* [YOUR INSTRUCTIONS]:
Copy word for word the passage of the Mark Twain piece below, from "A Mark Twain" up to and including "Thoughts on God.".
(DOCUMENT EXTRACT)
A Mark Twain You May Not Know
Most of my few and cherished readers would bristle at the notion of the Adventures of Huckleberry Finn no longer being available in a school library. I am sure Samuel Clemens would not like it either and he knew about publishing controversial things. There were important essays he wrote that were not widely published in his day including his essay Thoughts on God.
The essay was published in 1972 as part of a collection titled Fables of Man. Twain uses the essay to challenge some of conventional notions about God. It is really a polemic, and the writing is clear and impactful with amazing word choice. Twain uses the existence of flies to as his subject. Here are some of the more impactful quotes:
Let us try to think the unthinkable; let us try to imagine a Man of a sort willing to invent the fly; that is to say, a man destitute of feeling; a man willing to wantonly torture and harass and persecute myriads of creatures who had never done him any harm and could not if they wanted to, and — the majority of them — poor dumb things not even aware of his existence.
If we can imagine such a man, that is the man that could invent the fly, and send him out on his mission and furnish him his orders: “Depart into the uttermost corners of the earth, and diligently do your appointed work”.
Persecute the sick child; settle upon its eyes, its face, its hands, and gnaw and pester and sting; worry and fret and madden the worn and tired mother who watches by the child…
Settle upon the soldier’s festering wounds in field and hospital and drive him frantic while he also prays…
Harry and persecute the forlorn and forsaken wretch who is perishing of the plague, and in his terror and despair praying; bite, sting, feed upon his ulcers, dabble your feet in his rotten blood, gum them thick with plague-germs…
…feet cunningly designed and perfected for this function ages ago…carry this freight to a hundred tables, among the just and the unjust, the high and the low, and walk over the food and gaum it with filth and death.
Twain sums up his thoughts with considerable emotion and power.
It is plain that there is one moral law for heaven and another for the earth. The pulpit assures us that wherever we see suffering and sorrow which we can relieve and do not do it, we sin, heavily. There was never yet a case of suffering or sorrow which God could not relieve. Does He sin, then? If He is the Source of Morals He does — certainly nothing can be plainer than that, you will admit.
(End DOCUMENT EXTRACT)
(ENTRIES SHOWN)
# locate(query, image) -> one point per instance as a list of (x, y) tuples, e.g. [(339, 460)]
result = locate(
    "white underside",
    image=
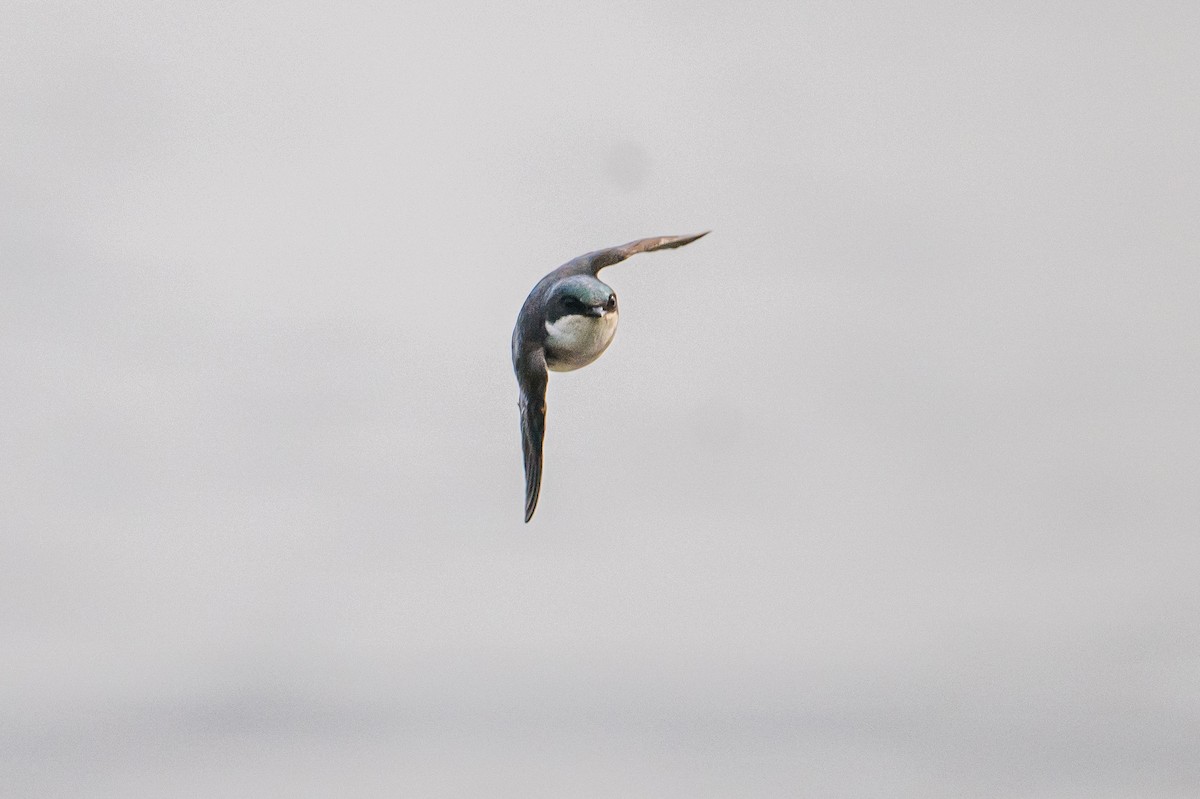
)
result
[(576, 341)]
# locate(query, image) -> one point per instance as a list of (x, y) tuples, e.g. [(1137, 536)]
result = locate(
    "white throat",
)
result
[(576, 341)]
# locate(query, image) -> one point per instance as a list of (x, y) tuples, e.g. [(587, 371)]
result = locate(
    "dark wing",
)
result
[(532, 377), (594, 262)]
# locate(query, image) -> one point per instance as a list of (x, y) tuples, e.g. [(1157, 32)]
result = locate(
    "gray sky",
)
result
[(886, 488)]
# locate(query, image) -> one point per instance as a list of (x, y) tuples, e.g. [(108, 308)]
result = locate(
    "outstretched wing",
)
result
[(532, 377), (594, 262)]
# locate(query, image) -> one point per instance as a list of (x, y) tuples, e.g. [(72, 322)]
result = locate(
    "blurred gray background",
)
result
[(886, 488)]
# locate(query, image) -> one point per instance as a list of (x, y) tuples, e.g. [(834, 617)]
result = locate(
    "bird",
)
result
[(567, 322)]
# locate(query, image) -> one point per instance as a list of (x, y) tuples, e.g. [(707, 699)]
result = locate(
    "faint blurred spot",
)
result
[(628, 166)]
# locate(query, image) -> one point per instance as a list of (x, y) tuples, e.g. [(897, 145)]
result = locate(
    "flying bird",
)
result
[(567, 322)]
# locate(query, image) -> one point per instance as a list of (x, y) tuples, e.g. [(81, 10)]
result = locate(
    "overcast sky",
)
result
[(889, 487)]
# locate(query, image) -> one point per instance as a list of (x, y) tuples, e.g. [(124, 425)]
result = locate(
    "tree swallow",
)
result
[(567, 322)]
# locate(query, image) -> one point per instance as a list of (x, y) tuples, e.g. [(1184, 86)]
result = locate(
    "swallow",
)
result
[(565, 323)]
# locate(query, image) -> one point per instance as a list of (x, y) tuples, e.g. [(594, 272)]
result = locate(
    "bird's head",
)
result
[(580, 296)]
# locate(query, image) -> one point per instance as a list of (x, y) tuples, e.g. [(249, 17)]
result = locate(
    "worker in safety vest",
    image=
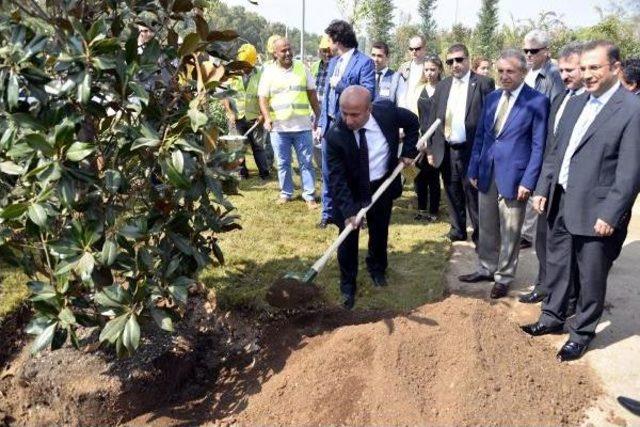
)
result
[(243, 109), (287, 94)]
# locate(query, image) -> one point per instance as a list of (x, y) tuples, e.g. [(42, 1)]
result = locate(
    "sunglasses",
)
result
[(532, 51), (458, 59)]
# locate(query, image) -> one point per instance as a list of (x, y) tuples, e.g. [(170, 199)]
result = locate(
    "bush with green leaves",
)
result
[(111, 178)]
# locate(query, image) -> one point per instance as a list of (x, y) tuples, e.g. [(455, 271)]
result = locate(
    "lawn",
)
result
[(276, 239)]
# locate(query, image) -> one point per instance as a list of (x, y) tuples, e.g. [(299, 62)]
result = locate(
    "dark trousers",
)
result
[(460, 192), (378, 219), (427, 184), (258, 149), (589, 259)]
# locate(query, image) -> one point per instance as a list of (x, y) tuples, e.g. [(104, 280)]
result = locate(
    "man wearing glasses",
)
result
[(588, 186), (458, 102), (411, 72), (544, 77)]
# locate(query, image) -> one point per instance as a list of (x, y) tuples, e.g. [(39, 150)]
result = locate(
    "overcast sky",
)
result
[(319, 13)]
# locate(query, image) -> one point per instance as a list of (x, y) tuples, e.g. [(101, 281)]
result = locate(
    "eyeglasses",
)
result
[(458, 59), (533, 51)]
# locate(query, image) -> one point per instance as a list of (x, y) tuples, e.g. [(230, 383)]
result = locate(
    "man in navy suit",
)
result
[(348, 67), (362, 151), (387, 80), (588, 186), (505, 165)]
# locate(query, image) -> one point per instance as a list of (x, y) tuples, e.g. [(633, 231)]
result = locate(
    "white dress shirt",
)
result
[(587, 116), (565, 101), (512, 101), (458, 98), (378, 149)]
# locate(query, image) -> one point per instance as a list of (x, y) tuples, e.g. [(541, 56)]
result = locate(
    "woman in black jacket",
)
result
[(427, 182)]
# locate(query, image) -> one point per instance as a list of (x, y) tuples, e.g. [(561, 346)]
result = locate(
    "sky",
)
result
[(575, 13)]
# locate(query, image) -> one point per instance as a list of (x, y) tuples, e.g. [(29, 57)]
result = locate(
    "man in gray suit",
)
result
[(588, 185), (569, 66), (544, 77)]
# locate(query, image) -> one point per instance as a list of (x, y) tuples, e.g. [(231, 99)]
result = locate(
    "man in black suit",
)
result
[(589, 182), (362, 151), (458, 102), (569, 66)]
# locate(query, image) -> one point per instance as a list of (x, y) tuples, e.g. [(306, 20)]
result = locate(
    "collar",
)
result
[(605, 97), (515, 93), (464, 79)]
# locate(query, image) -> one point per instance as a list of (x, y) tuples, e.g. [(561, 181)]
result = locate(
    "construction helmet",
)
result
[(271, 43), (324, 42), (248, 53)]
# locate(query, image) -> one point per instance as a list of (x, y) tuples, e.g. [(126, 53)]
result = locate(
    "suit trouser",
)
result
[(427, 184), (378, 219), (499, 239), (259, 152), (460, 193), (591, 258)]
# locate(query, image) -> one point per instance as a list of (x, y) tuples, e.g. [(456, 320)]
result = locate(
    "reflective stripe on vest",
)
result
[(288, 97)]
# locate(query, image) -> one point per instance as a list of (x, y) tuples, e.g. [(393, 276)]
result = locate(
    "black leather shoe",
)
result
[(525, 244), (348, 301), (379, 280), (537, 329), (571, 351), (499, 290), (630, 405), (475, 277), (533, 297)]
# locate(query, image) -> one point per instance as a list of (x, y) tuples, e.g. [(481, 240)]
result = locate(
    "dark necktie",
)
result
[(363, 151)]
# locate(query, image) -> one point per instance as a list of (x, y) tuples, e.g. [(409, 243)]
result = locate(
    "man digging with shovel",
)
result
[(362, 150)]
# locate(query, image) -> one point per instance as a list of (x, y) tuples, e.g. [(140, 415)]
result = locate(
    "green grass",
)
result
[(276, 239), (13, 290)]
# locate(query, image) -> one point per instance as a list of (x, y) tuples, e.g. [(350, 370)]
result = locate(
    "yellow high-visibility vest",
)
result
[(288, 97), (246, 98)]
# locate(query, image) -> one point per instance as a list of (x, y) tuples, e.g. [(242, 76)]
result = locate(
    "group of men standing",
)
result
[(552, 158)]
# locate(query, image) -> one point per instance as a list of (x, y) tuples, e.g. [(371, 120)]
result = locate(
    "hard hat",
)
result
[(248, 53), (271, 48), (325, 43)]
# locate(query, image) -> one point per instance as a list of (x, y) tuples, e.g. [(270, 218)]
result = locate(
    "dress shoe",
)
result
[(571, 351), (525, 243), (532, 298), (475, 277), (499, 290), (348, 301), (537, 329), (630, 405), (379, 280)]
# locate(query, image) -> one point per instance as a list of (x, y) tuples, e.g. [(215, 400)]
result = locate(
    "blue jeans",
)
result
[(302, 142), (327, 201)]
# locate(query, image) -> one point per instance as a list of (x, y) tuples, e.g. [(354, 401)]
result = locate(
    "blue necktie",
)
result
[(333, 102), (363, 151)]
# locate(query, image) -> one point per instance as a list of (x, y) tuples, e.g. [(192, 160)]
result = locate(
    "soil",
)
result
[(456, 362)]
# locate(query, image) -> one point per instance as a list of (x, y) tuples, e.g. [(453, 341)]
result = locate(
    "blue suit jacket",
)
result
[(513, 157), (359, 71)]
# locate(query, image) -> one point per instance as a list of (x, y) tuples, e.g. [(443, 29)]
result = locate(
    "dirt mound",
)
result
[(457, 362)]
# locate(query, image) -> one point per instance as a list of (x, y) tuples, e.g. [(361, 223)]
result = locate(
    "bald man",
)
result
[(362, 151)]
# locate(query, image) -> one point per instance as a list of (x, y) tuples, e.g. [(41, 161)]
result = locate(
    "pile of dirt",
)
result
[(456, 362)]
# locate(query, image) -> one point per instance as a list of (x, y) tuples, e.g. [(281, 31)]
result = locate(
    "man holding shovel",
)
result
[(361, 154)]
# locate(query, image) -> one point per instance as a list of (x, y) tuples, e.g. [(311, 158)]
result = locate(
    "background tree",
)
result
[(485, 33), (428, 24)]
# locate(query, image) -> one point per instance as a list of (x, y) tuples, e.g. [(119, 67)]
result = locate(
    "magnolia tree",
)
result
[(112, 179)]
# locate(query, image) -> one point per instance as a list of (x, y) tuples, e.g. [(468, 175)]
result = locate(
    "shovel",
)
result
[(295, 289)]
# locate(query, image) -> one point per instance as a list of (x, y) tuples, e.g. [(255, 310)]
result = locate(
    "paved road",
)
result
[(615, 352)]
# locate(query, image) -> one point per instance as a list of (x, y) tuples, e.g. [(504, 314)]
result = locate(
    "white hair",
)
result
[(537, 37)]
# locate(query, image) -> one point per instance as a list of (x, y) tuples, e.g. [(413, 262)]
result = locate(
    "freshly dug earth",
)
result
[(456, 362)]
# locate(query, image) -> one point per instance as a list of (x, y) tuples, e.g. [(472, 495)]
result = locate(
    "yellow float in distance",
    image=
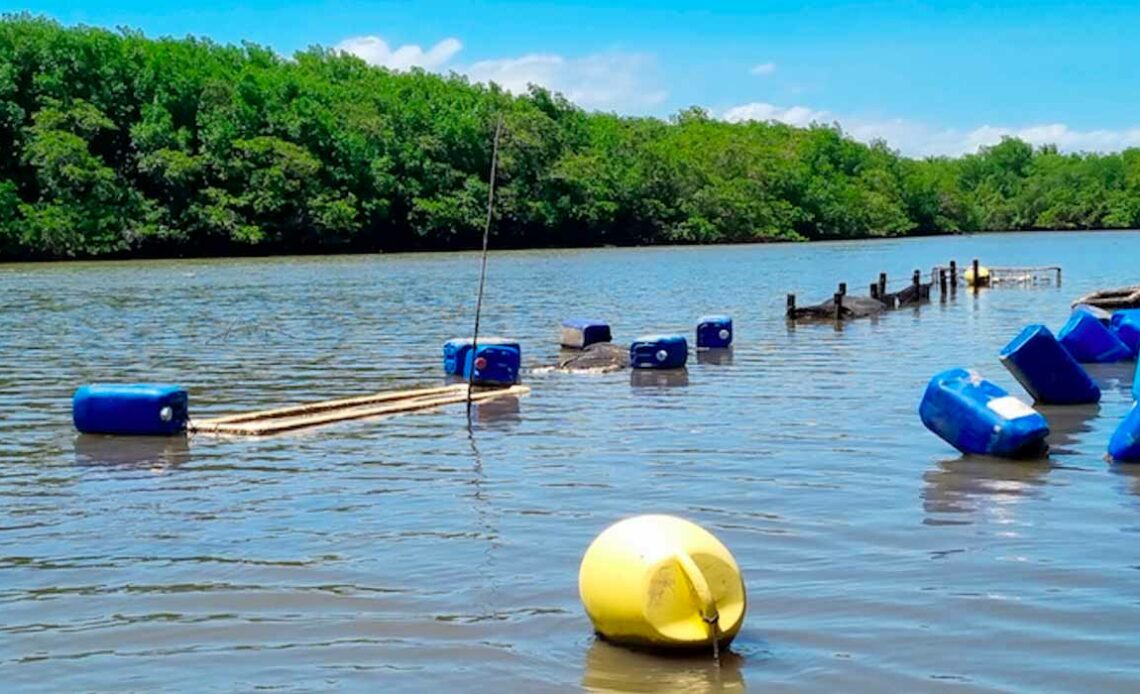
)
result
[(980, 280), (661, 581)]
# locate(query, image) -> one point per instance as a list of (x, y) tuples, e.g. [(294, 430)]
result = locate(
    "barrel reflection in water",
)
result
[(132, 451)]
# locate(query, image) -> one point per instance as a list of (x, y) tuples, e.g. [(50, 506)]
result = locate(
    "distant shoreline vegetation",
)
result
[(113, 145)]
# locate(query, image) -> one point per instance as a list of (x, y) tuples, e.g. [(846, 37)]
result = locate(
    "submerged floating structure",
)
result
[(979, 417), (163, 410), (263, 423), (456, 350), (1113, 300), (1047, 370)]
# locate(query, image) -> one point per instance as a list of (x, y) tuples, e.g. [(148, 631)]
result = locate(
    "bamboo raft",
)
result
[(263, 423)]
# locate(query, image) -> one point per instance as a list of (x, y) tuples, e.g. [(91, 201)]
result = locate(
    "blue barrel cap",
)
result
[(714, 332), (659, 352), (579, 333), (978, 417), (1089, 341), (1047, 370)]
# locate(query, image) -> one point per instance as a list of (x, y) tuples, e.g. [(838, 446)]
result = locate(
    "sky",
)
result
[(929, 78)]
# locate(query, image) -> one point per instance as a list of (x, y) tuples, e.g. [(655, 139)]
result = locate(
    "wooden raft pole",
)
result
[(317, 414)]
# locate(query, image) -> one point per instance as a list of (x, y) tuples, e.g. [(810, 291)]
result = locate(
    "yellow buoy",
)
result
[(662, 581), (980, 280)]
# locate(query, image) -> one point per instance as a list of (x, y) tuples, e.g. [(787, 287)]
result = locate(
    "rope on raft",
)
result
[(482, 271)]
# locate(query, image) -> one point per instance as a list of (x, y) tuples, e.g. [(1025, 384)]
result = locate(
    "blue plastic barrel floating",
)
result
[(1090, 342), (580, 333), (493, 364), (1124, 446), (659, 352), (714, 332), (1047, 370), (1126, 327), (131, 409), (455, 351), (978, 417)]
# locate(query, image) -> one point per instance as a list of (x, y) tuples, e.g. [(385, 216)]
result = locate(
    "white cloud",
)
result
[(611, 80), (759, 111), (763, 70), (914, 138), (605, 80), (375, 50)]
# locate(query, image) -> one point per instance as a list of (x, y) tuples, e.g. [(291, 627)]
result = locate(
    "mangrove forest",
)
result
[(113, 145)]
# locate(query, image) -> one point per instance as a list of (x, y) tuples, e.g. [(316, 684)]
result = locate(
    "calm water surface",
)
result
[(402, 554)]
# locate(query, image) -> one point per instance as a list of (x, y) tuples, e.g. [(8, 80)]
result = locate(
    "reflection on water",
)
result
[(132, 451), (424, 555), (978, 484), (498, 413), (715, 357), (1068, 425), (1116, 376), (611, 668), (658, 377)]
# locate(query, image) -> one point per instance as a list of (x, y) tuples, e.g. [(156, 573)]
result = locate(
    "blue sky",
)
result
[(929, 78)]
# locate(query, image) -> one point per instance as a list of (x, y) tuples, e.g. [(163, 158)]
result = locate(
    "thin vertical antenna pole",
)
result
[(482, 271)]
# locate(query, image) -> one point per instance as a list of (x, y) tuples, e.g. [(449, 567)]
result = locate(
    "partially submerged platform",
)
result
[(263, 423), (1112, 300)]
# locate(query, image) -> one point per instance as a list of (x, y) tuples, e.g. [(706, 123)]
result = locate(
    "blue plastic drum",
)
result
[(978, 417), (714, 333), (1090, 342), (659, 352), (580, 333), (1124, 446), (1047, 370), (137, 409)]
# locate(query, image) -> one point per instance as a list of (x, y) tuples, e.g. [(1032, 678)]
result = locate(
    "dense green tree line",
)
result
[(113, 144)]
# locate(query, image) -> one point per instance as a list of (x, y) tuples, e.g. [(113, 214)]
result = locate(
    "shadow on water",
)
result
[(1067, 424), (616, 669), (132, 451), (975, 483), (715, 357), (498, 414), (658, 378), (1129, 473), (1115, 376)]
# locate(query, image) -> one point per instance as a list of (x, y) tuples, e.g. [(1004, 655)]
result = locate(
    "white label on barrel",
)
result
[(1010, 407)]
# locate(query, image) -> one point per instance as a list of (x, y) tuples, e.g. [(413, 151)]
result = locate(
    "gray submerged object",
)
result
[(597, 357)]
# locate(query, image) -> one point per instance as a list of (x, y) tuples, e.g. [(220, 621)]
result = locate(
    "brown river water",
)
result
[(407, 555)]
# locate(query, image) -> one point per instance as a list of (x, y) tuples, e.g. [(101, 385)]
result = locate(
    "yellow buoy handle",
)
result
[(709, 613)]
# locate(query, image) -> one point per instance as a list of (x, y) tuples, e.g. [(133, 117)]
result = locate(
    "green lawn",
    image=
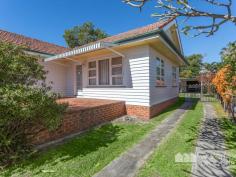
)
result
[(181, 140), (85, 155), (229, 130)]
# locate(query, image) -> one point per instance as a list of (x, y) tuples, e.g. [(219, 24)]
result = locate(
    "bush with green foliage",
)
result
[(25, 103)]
(End ENTRIES SHOWN)
* [RESPONSE BOX]:
A Mark Twain You May Not Know
Most of my few and cherished readers would bristle at the notion of the Adventures of Huckleberry Finn no longer being available in a school library. I am sure Samuel Clemens would not like it either and he knew about publishing controversial things. There were important essays he wrote that were not widely published in his day including his essay Thoughts on God.